§ **Given request**: Repeat the data below, swapping "instance" for "occurrence" at every occurrence and leaving everything else unchanged.

Start of Information provided

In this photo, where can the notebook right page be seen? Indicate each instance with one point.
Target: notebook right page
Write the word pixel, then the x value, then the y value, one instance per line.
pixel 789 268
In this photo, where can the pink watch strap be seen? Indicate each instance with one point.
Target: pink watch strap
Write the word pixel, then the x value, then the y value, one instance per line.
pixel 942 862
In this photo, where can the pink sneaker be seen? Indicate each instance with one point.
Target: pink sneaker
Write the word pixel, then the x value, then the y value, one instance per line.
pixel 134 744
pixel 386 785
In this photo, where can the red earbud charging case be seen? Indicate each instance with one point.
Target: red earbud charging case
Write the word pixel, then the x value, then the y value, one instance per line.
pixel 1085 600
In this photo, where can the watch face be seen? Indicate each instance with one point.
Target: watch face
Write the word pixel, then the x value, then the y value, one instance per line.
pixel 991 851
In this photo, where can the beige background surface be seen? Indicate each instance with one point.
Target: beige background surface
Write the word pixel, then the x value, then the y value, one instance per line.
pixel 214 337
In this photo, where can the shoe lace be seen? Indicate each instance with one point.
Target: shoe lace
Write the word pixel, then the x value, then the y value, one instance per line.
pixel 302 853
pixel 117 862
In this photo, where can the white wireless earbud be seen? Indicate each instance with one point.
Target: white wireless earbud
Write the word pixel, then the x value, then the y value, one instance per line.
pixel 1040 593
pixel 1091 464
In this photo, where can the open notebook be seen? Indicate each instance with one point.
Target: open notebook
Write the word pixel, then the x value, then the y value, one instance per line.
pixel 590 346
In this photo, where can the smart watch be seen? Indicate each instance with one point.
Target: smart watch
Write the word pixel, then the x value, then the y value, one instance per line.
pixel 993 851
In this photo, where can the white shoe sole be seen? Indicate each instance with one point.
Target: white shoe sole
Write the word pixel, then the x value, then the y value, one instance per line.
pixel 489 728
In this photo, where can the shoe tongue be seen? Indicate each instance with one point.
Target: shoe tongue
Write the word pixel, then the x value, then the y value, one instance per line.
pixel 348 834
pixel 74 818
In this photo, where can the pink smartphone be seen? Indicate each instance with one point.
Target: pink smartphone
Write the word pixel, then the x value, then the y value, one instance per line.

End of Information provided

§ **Task result**:
In this photo, where can the notebook right page be seen? Indicate each occurrence with one point.
Target: notebook right page
Write the word pixel, then the x value, then the y value, one occurrence per line.
pixel 789 268
In this photo, where can the pink watch strap be seen? Indicate each occurrence with one point.
Target: pink watch strap
Write the word pixel, then the x value, then the y value, one occurrence per line.
pixel 942 862
In this photo, where can the pink sneaker be seen? Indicate each occurrence with one point.
Target: pink sneaker
Write the word pixel, then the x value, then the y value, one occurrence per line.
pixel 134 744
pixel 386 785
In this photo, where can the red earbud charging case be seen? Indicate each occurrence with one point.
Target: red earbud charging case
Write the word pixel, then the x value, then the y value, one occurrence per line.
pixel 1085 600
In this photo, where can the watch face be seen? Indicate each occurrence with one point.
Target: watch face
Write the word pixel, then the x value, then the y value, one occurrence per line.
pixel 991 851
In this photo, where can the beige background surface be seen? Indicate each occurrence with one point.
Target: beige background surface
Write the word pixel, then the x value, then the y value, one occurrence per line.
pixel 214 337
In this photo, where can the shoe lace be seen? Indicate each occurrence with one point.
Target: shoe lace
Write the word pixel, then the x value, then the y value, one occurrence per line.
pixel 302 853
pixel 117 862
In this photo, where can the white wireless earbud be seen? Indicate each occurrence with one point.
Target: white wireless earbud
Write the word pixel, then the x value, then the y value, one occurrence per line.
pixel 1040 593
pixel 1091 464
In this photo, where can the open notebook be seen? Indicate each occurrence with one point.
Target: open notebook
Write the word pixel, then the x value, then the y value, one occurrence per line.
pixel 590 346
In this photo, where can the smart watch be seen? Indicate each occurrence with one point.
Target: smart watch
Write the word pixel, then the x value, then the y value, one occurrence per line.
pixel 993 851
In this photo, where can the white shoe sole be seen? Indicate each occurrence with one point.
Target: white shoe sole
Write the word pixel, then the x value, then the y value, one occurrence per line.
pixel 489 728
In this photo, where can the shoe tongue be seen? Indicate each occurrence with one point.
Target: shoe tongue
Write the word pixel, then the x value, then the y value, one occurrence per line.
pixel 348 834
pixel 74 818
In this photo, where can the pink smartphone be seen? Indicate each occurrence with one point.
Target: pink smartphone
Write the word pixel, then the x value, then the y value, one occurrence per line.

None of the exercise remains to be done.